_Short task_
Return exactly the lines from the one containing "Question. Place a dot on every instance of the turquoise" through the last line of the records below, both included, and leave out any pictures.

_Given records_
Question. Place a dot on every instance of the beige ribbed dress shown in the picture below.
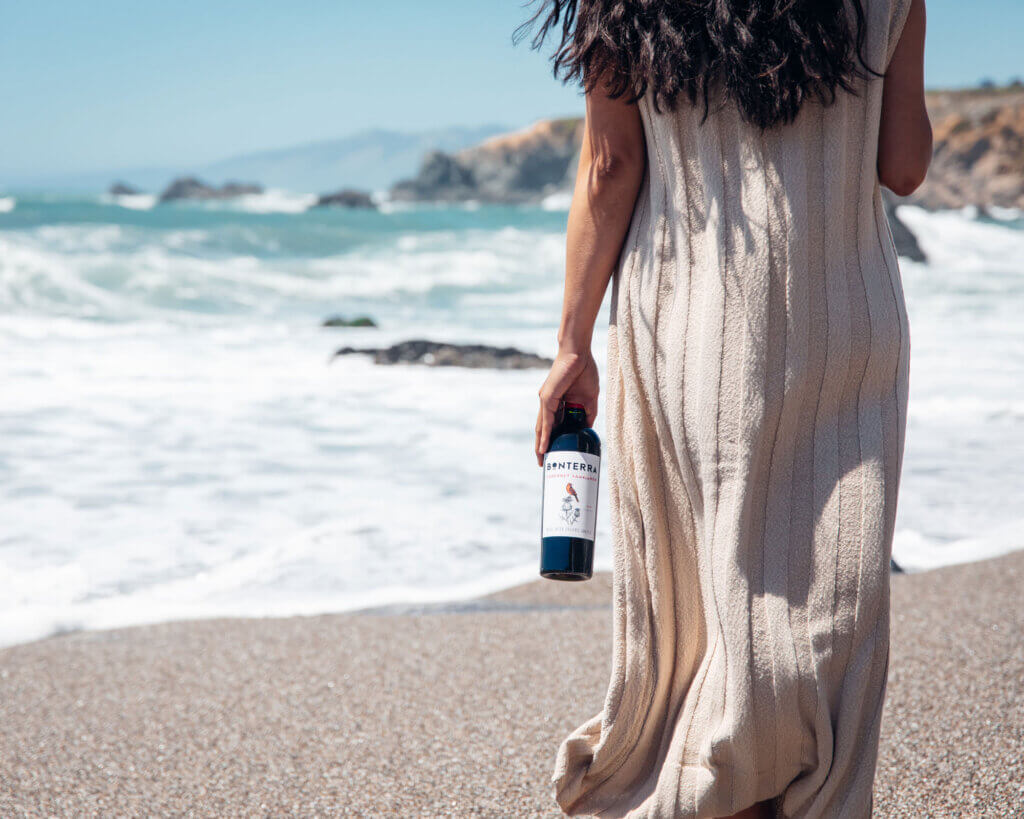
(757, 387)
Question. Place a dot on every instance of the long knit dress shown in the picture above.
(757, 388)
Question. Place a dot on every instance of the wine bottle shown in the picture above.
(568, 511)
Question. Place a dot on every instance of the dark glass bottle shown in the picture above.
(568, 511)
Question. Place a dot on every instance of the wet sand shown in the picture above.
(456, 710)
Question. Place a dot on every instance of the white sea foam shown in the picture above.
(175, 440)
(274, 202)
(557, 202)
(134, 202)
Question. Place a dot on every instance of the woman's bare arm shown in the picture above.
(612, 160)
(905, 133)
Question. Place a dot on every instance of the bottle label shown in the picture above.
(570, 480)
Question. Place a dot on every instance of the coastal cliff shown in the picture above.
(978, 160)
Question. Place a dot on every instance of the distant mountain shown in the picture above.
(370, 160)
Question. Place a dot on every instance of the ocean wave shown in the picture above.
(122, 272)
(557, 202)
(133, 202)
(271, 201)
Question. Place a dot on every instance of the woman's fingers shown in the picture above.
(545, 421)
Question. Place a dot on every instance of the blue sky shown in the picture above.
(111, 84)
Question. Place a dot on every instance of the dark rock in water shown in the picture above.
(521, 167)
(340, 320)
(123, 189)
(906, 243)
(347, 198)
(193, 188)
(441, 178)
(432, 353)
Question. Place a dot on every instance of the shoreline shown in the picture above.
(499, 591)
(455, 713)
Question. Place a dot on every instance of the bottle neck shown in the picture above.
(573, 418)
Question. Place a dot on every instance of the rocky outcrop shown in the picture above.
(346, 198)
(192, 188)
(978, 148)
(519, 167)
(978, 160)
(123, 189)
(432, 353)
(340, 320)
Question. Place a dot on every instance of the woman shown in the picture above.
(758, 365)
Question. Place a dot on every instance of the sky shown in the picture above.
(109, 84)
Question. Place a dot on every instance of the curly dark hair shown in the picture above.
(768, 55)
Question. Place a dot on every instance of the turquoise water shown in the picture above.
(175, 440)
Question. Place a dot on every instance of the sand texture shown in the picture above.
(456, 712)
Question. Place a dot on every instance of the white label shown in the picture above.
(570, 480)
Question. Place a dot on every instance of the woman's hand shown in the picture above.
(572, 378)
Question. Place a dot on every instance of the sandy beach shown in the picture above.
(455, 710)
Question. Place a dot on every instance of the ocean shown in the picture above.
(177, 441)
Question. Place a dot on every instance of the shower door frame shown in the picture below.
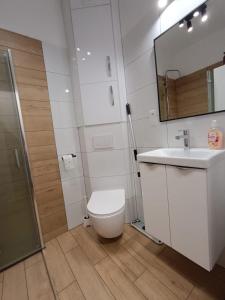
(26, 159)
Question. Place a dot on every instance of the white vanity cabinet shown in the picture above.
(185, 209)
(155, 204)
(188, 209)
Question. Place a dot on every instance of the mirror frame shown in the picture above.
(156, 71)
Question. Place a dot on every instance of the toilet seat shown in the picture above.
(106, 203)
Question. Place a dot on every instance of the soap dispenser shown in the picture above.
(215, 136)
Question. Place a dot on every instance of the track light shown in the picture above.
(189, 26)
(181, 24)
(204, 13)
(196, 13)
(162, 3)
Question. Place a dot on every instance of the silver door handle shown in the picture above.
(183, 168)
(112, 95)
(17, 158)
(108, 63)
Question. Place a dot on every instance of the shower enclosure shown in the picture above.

_Result_
Question. Place a dot on every instance of the turquoise water shown in the picture above.
(175, 440)
Question. Place a dot on every instance of the sand texture shown in the picture above.
(456, 712)
Question. Place a dot on every instance of the white label shown in the picture above.
(570, 480)
Question. Place a dot on every instance of the woman's hand shown in the picture above.
(572, 378)
Question. Place a dot on every instance of the sandy beach shown in the picture above.
(455, 710)
Question. Place a dot on every instance of the ocean shown in the picture above.
(177, 441)
Question. Place a dot on every instance of the shower door frame shown in the picture below.
(26, 159)
Question. Place a dot on every instance of the white vanity cabinet shown in the picture above.
(185, 209)
(155, 204)
(188, 209)
Question. Place a dot on every instance of the mirror frame shown in the picture above.
(156, 71)
Question. Place a dot on every instance of the toilet seat shown in the picture above.
(106, 203)
Question. Place a dot on every instance of the soap dispenser shown in the picture above.
(215, 136)
Question. Place a dot on every instance of the track light shown in the picture above.
(189, 26)
(181, 24)
(204, 13)
(196, 13)
(162, 3)
Question. Place a dot on every instance of the silver door handle shown in the picture above.
(183, 168)
(112, 95)
(17, 158)
(108, 63)
Question. Place a dot on every instance of the shower enclosure shown in the picture above.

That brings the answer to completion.